Exercise brief
Search the records below for the word "suit" and show every line where it occurs.

(Referring expression pointing data)
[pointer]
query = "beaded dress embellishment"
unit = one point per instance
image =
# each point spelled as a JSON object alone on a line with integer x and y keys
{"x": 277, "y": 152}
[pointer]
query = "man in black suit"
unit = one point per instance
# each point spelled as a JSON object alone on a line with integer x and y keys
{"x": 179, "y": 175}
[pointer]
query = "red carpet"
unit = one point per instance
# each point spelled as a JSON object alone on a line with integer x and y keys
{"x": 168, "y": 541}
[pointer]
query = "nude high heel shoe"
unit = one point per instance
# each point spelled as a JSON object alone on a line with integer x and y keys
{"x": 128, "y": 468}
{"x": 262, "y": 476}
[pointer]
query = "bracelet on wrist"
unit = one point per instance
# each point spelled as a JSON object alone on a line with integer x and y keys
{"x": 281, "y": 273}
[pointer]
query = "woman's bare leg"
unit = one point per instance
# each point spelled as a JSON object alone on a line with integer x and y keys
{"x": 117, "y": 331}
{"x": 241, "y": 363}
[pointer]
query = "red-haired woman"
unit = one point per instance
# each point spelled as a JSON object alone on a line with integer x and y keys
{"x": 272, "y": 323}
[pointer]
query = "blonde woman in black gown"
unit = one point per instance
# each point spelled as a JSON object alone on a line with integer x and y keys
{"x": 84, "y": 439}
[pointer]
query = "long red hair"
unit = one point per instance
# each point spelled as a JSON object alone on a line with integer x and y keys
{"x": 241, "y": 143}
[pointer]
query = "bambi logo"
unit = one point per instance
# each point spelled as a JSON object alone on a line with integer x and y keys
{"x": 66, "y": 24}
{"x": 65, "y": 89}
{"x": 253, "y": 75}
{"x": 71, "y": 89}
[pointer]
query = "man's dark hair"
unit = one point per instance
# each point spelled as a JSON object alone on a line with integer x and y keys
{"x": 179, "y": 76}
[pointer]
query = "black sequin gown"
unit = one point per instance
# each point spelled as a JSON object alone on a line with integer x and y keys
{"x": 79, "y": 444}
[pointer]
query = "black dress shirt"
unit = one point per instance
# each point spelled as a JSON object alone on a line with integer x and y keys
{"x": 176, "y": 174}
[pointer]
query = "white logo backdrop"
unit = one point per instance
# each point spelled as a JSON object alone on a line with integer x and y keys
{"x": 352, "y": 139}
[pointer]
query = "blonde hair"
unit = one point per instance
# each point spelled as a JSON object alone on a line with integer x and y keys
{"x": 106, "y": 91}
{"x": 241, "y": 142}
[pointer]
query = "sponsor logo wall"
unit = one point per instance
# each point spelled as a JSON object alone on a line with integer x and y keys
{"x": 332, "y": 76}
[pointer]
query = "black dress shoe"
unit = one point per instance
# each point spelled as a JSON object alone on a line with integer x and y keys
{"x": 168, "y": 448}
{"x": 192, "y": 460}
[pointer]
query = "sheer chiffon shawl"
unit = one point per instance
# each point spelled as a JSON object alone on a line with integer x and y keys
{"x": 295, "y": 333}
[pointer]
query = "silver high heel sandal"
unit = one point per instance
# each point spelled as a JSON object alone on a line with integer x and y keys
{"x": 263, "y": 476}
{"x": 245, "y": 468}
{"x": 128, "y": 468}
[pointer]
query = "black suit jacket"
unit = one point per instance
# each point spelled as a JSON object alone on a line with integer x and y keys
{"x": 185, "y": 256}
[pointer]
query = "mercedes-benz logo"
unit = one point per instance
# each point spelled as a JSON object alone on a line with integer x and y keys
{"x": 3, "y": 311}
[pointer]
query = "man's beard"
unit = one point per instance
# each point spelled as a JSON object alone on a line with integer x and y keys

Exercise response
query = "man in black suit"
query = "black suit jacket"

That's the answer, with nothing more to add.